Research Article: Comparative transcriptomic analysis provides insights into the development of a Salvia splendens Ker-Gawler mutant, SX919M

Date Published: March 14, 2019

Publisher: Public Library of Science

Author(s): Aixiang Dong, Jingjing Wang, Huali Zhang, Haibo Xin, Zhengnan Zhao, Fang Liang, Zijing Li, Richen Cong, Yan Lin, Lina Song, Lingling Tan, Pengwei Zhang, Rongfeng Cui, Turgay Unver.


Salvia splendens is a perennial, ornamental herbaceous flower that is widely cultivated as a bedding plant in gardens. The development of novel S. splendens cultivars and investigating the relevant molecular mechanisms are of great significance. In this study, RNA-sequencing and real-time PCR methods were used to analyze the possible molecular mechanism of S. splendens mutant, SX919M. From the wild-type S. splendens 919CK, we firstly selected a natural mutant, SX919M, which displayed multiple branches, clustered spheroids, and radial symmetrical inflorescence with higher numbers of calyces, ovules, stamens, and perianth tubes. Further, the RNA-seq was used to identify the differentially expressed genes (DEGs) in the mutant which included a total of 3568 upregulated and 3290 downregulated unigenes. We further observed that the indole alkaloid biosynthesis pathway showed the highest DEG enrichment, which was supported by a significant increase in the IAA content in mutant SX919M. In addition, we validated three DEGs, namely, CL2200.Contig2_All encoding methyl IAA esterase, CL12462.Contig1_All and CL12462.Contig2_All, which encoded strictosidine synthase, upregulated in mutant SX919M. We selected a novel S. splendens germplasm SX919M with a high ornamental value and determined that the upregulation of IAA biogenesis may be associated with its development.

Partial Text

Salvia L., with nearly 1000 species of shrubs, herbaceous perennials, and annuals, is the largest genus in the mint family (Lamiaceae: Nepetoideae: Mentheae: Salviinae) [1–4]. The genus is widely distributed throughout the world. Many species of this genus, such as S. officinalis and S. miltiorrhiza (Danshen), are extensively used for culinary purposes, essential oil production, and Chinese herbal remedies [1]. Additionally, species such as S. splendens are used as ornamental plants, valued for their flowers and aromatic foliage.

> _INFORMATION PROVIDED_:
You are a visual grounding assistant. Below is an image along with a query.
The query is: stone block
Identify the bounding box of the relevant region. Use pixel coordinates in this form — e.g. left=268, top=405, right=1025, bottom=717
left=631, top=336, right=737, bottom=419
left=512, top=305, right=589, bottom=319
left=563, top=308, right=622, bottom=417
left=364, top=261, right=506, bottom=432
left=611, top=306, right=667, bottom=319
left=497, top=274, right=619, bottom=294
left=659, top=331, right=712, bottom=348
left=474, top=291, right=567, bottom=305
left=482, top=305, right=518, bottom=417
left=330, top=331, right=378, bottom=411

> _QUESTIONS ON THE MATERIAL_:
- A) In the Salvia splendens article, could you write out the passage that begins at the words "Research Article: Comparative" and stops after the words "Cui, Turgay Unver."?
- B) Which floral parts does the Salvia splendens article say occur in higher numbers in the mutant SX919M's inflorescence?
- C) According to the Salvia splendens article, why is the upregulation of IAA biogenesis thought to be associated with the development of mutant SX919M?

> _ANSWERS FOR THE TASKS_:
- A)
Research Article: Comparative transcriptomic analysis provides insights into the development of a Salvia splendens Ker-Gawler mutant, SX919M

Date Published: March 14, 2019

Publisher: Public Library of Science

Author(s): Aixiang Dong, Jingjing Wang, Huali Zhang, Haibo Xin, Zhengnan Zhao, Fang Liang, Zijing Li, Richen Cong, Yan Lin, Lina Song, Lingling Tan, Pengwei Zhang, Rongfeng Cui, Turgay Unver.

- B) Calyces, ovules, stamens, and perianth tubes.

- C) Among the differentially expressed genes, the indole alkaloid biosynthesis pathway showed the highest enrichment. The mutant also had a significant increase in IAA content. In addition, three validated genes were upregulated in the mutant: one encoding methyl IAA esterase and two encoding strictosidine synthase.